--- ARTICLE ---

Greatest hits album by Sandra
- Released: 4 June 1999
- Recorded: 1985–1999
- Genre: Pop
- Length: 1:35:20
- Label: Virgin
- Producers: Michael Cretu; Jens Gad;

Sandra chronology
| Fading Shades (1995) | My Favourites (1999) | The Wheel of Time (2002) |

= My Favourites =

1999 greatest hits by Sandra

My Favourites is the third greatest hits album by German singer Sandra, released on 4 June 1999 by Virgin Records.

Professional ratings
Review scores
| Source | Rating |
| AllMusic | Star Half star |

==Background==
My Favourites is a double album consisting of some of Sandra's hits and non-single tracks newly remixed by long-time band companion Peter Ries and Wolfgang Filz on disc 1, and some of Sandra's favourite songs from her repertoire, mostly ballads, on disc 2. The compilation includes eight tracks from Close to Seven, six from Fading Shades, five from Into a Secret Land, two from The Long Play and Paintings in Yellow, and one from 18 Greatest Hits. The concept of the album followed a trend established by such artists as Modern Talking and Amanda Lear who had recently remixed and re-recorded old material on their respective albums Back for Good and Back in Your Arms.

The new version of "Secret Land" was released as the only regular single from the album and was a minor chart hit in Germany. "Maria Magdalena" and "In the Heat of the Night" were released as promotional vinyl singles only in France. "No Taboo" was planned to be the next single, but the release was eventually cancelled. My Favourites was a top 20 chart success in Germany and Norway.

==Track listing==
Disc one (Remixes)

--- STORED RECORDS ---

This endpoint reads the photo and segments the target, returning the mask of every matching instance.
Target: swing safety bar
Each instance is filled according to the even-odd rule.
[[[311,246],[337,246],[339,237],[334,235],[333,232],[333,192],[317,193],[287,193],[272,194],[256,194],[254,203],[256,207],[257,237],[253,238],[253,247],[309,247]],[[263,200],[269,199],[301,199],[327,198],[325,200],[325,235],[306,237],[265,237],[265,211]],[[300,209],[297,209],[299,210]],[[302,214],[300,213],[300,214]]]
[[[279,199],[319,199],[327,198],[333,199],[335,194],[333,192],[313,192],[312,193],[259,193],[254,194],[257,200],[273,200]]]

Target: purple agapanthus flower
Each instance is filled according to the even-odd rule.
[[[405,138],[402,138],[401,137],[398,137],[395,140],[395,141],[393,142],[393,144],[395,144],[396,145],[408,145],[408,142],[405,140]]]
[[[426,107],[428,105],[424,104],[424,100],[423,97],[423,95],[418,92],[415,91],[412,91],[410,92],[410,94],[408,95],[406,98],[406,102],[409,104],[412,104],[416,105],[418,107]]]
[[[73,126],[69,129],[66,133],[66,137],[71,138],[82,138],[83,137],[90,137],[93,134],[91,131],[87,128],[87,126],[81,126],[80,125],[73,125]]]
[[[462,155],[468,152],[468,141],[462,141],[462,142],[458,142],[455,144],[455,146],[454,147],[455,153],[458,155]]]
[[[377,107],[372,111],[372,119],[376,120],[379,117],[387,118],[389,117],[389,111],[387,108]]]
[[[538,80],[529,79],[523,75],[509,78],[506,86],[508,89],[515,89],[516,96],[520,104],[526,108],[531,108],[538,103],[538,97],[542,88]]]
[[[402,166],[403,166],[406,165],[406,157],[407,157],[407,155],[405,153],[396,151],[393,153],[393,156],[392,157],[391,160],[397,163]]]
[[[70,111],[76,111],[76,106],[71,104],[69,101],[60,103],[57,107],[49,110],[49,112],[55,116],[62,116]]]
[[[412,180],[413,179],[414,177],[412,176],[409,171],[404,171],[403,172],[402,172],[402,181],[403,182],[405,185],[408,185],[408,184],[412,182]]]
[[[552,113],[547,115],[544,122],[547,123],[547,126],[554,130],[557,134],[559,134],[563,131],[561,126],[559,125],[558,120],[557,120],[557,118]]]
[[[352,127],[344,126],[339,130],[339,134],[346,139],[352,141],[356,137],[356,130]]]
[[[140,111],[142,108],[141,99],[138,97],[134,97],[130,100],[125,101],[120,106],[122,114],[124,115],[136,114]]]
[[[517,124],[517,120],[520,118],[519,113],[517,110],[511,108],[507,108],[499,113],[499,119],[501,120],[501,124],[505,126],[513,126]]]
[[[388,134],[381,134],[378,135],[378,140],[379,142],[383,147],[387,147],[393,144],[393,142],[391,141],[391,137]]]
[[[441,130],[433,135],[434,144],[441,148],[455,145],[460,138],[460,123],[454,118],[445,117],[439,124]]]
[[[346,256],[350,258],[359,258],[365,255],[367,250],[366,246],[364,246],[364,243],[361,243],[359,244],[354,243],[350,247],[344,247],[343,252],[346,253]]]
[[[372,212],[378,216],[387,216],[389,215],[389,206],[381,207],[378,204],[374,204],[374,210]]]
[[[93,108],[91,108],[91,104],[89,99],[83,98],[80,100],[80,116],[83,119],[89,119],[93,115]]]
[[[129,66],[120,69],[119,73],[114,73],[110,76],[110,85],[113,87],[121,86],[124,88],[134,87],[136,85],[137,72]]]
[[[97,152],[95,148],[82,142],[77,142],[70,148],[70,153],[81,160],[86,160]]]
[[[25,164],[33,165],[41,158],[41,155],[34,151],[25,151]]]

---

STATED PROBLEM 1: From the article on the album My Favourites, write out word for word the passage starting at "The new version" and ending at "Disc one (Remixes)".
STATED PROBLEM 2: Extend the article on the album My Favourites, picking up after its last line.

TASK RESULT 1:
The new version of "Secret Land" was released as the only regular single from the album and was a minor chart hit in Germany. "Maria Magdalena" and "In the Heat of the Night" were released as promotional vinyl singles only in France. "No Taboo" was planned to be the next single, but the release was eventually cancelled. My Favourites was a top 20 chart success in Germany and Norway.

==Track listing==
Disc one (Remixes)

TASK RESULT 2:
1. "Mirrored in Your Eyes" (Michael Cretu, Peter Cornelius) – 3:36
2. "Secret Land" (Uwe Gronau, Hubert Kemmler, Michael Cretu, Mats Björklund, Susanne Müller-Pi, Klaus Hirschburger, Michael Höing) – 3:19
3. "We'll Be Together" (Hubert Kemmler, Markus Löhr, Sandra Cretu, Klaus Hirschburger) – 3:53
4. "Won't Run Away" (Jens Gad, Klaus Hirschburger) – 4:08
5. "Maria Magdalena" (Hubert Kemmler, Markus Löhr, Michael Cretu, Richard Palmer-James) – 3:59
6. "Heaven Can Wait" (Michael Cretu, Hubert Kemmler, Markus Löhr, Klaus Hirschburger) – 4:10
7. "Hiroshima" (David Morgan) – 4:25
8. "Tell Me More" (Jens Gad, Klaus Hirschburger) – 3:38
9. "Celebrate Your Life" (Hubert Kemmler, Klaus Hirschburger) – 3:38
10. "Around My Heart" (Hubert Kemmler, Markus Löhr, Sör Otto's, Frank Peterson, Klaus Hirschburger) – 3:42
11. "In the Heat of the Night" (Michael Cretu, Hubert Kemmler, Markus Löhr, Klaus Hirschburger) – 4:28
12. "Way to India" (Michael Cretu, Klaus Hirschburger) – 4:51

Disc two (Originals)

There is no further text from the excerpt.